*EXERCISE GOAL*.
All entries must be repeated exactly. No picture should appear in the result.

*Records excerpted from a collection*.
***
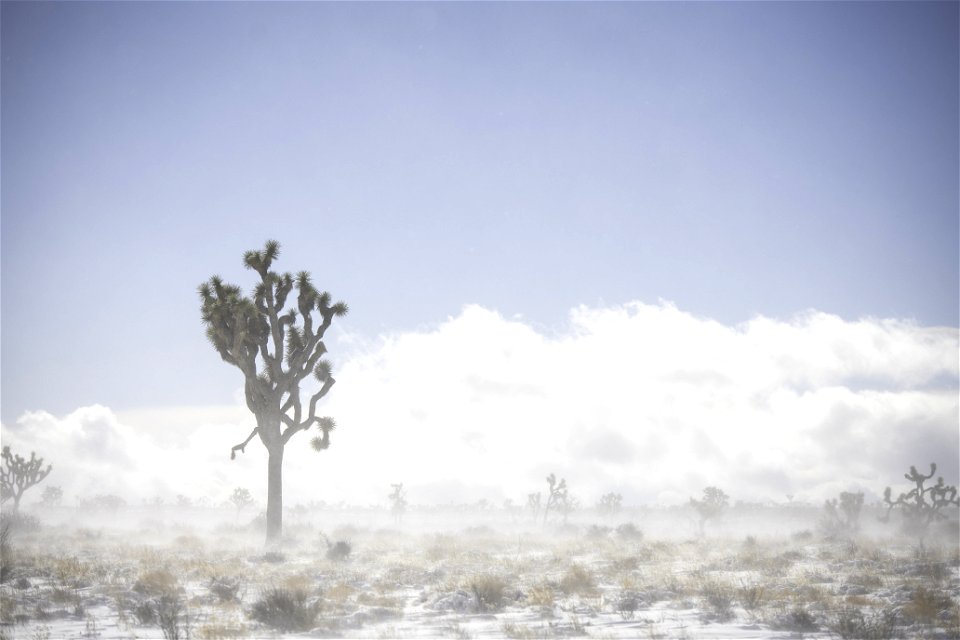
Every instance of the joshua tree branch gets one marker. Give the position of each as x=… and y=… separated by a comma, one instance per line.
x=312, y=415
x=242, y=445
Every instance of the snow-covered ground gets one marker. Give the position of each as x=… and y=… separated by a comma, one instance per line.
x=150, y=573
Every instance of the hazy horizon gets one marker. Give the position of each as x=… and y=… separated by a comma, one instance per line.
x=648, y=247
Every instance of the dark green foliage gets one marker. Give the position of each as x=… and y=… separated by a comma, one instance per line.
***
*TASK ANSWER*.
Every instance of the joshua tree branch gets one marker. Give the position of each as x=… and y=… separated by a comma, one instance per line.
x=312, y=415
x=242, y=445
Every instance of the snow-covered ground gets one marker. Give the position of each as x=… and y=… separated by a comma, one instance per line.
x=150, y=573
Every instance of the hazy horizon gets one marker. Give the position of each as x=… and y=… separated by a comma, one instance per line.
x=648, y=247
Every instance of the dark green foliage gets one marker. Give the position of each as x=… and y=… separated by a comma, one instance per line.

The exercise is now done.